→ **EXERCISE DETAILS**
Starting with the line that contains "Exercise. Point out the rocky", reproduce each line through the end of the listing below, with no other output.

→ **MATERIAL PROVIDED**

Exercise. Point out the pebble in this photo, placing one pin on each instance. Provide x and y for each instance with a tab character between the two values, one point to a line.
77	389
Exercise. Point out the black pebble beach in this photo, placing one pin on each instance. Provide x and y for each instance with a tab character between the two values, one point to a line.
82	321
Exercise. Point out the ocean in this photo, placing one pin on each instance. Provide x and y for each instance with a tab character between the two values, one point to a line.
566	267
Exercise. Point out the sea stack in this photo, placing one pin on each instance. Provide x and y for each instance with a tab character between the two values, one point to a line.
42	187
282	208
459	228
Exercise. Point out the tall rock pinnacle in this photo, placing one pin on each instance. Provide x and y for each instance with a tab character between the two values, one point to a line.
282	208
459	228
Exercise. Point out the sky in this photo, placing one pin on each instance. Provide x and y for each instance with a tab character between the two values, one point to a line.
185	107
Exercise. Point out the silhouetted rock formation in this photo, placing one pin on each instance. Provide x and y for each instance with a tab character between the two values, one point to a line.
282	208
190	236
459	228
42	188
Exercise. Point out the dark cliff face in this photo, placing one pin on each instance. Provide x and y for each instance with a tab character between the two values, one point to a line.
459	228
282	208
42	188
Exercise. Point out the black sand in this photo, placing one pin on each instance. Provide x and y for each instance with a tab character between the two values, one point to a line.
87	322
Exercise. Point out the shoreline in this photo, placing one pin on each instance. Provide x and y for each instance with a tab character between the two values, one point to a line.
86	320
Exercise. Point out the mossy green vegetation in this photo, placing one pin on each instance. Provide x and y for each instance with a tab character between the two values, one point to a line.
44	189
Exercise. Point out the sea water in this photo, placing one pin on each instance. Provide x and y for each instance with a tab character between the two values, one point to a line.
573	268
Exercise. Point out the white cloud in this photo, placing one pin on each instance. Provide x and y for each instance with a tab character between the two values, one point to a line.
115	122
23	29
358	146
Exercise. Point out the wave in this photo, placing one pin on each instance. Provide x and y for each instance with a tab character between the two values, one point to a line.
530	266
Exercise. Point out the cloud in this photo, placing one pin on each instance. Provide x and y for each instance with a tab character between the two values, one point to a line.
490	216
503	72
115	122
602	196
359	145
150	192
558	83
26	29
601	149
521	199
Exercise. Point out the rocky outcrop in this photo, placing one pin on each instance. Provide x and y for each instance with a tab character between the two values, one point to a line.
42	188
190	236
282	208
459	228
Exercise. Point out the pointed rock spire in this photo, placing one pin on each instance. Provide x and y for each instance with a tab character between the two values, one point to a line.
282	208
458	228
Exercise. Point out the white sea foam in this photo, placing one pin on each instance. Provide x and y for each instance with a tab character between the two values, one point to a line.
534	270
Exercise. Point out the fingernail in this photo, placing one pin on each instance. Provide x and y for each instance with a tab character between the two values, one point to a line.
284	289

→ **WRITTEN SOLUTION**
Exercise. Point out the rocky outcrop in this photo, placing one pin on each instance. Provide x and y for each instance with a tab character between the two values, one point to a line.
42	188
190	236
282	208
459	228
Exercise. Point out the pointed rock spire in this photo, placing one pin on each instance. Provide x and y for each instance with a tab character between the two values, one point to a line.
282	208
458	228
Exercise. Point out the white sea foam in this photo, placing one pin on each instance. Provide x and y for each instance with a tab character between the two values, one point to a line.
534	270
Exercise. Point out the fingernail in this photo, placing one pin on each instance. Provide x and y for each instance with a tab character between the two values, one point to a line.
284	289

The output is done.